WHAT YOU SHOULD DO ::
Rewrite the listing below as a JSON list of strings with one string per line and no blank lines. Leave out the pictures.
— Start DATA SUPPLIED —
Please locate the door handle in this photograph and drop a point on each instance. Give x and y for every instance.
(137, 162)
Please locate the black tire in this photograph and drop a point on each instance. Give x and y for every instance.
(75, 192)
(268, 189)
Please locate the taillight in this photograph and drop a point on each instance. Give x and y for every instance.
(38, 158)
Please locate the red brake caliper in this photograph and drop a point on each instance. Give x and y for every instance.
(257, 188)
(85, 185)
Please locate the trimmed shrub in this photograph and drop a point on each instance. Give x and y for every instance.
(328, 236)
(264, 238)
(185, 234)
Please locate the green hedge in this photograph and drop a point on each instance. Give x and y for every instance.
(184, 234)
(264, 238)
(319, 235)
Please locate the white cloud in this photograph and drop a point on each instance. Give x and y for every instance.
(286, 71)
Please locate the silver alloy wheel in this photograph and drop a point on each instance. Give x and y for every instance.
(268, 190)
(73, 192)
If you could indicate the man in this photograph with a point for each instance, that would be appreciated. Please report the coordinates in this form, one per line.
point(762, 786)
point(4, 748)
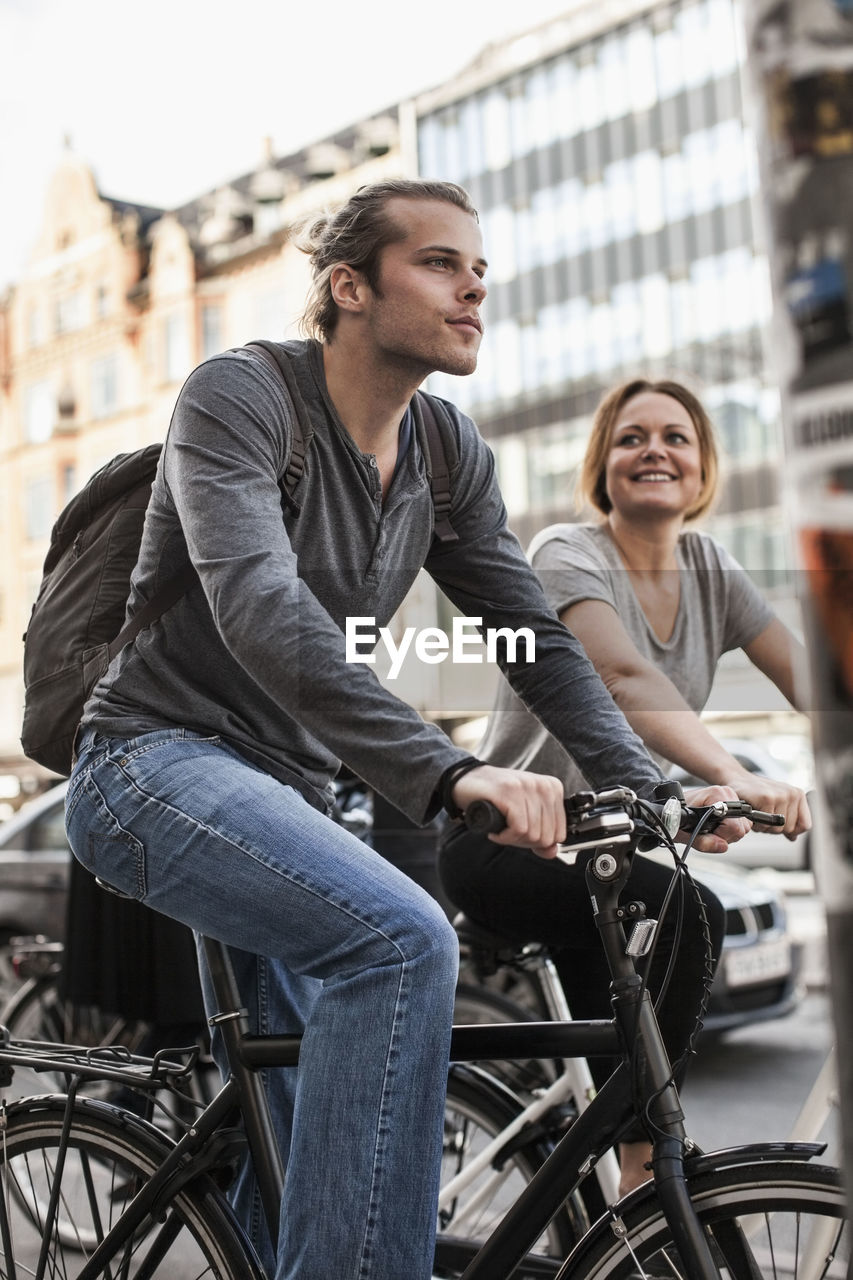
— End DATA SUPPLIED —
ANSWER ::
[
  "Please locate the door handle in this photograph and drop a point on each instance. Give x and y for every instance.",
  "(137, 162)",
  "Please locate the black tire in this photograph and drop a point on each instance. Give x and y for every instance.",
  "(75, 192)",
  "(268, 189)",
  "Please locate the taillight in this photograph and drop a point on each instance. Give x and y for every instance.",
  "(38, 158)",
  "Please locate the red brake caliper in this photograph and drop a point on each instance. Give x and y for every instance.",
  "(257, 188)",
  "(85, 185)",
  "Please locate the trimmed shrub in this photograph and drop a point on each instance. Give x and y for every instance.",
  "(328, 236)",
  "(264, 238)",
  "(185, 234)",
  "Please locate the green hedge in this photograph and drop a point on each instance. Give x and y for every instance.",
  "(184, 234)",
  "(264, 238)",
  "(319, 235)",
  "Please locate the white cloud in this photograph and drop a point on each instance. Give x and y for every instance.",
  "(286, 71)",
  "Please locate the silver alloy wheel in this photograph and drop a point on each instance. Give x and y for every instance.",
  "(268, 190)",
  "(73, 192)",
  "If you could indicate the man in this photograph with a point for each instance, that would be appreciated. Please report the coordinates in this form, one per line.",
  "point(762, 786)",
  "point(4, 748)"
]